(Natural language region descriptions)
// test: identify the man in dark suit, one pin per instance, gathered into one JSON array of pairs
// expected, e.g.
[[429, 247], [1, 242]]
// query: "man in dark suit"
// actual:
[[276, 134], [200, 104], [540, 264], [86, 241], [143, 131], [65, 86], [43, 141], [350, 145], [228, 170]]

--

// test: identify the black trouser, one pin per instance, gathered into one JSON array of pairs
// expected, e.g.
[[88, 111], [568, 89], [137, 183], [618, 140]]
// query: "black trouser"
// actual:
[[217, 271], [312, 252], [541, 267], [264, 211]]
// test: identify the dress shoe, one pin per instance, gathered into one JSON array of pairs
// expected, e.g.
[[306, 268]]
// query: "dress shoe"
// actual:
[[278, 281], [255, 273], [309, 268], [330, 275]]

---

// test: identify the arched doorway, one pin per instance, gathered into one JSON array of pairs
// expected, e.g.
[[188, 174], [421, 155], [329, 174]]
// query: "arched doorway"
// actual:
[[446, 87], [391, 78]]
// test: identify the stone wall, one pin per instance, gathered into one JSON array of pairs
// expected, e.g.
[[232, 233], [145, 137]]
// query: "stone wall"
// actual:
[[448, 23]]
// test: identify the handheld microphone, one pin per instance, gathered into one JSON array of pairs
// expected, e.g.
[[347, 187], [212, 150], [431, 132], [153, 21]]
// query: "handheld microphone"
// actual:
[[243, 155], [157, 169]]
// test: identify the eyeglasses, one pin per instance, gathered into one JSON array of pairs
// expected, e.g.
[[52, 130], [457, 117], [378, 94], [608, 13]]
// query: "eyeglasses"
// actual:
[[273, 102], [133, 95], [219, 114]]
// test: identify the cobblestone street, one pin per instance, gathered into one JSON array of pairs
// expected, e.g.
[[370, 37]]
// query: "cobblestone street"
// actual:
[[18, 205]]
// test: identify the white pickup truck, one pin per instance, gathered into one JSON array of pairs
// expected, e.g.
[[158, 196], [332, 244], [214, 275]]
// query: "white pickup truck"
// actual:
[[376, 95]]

## TASK DIRECTIONS
Only the lines above from the one with "identify the arched" up to and including the one with "[[232, 233], [145, 137]]" should be repeated, exactly as written.

## FINISHED TASK
// test: identify the arched doorway, one pin per instance, gathered into one JSON array of pairs
// expected, e.g.
[[188, 174], [421, 155], [329, 174]]
// query: "arched doorway"
// actual:
[[446, 87], [391, 78]]
// test: identify the stone wall, one pin per instance, gathered into one JSON array of pairs
// expected, e.g.
[[232, 233], [145, 137]]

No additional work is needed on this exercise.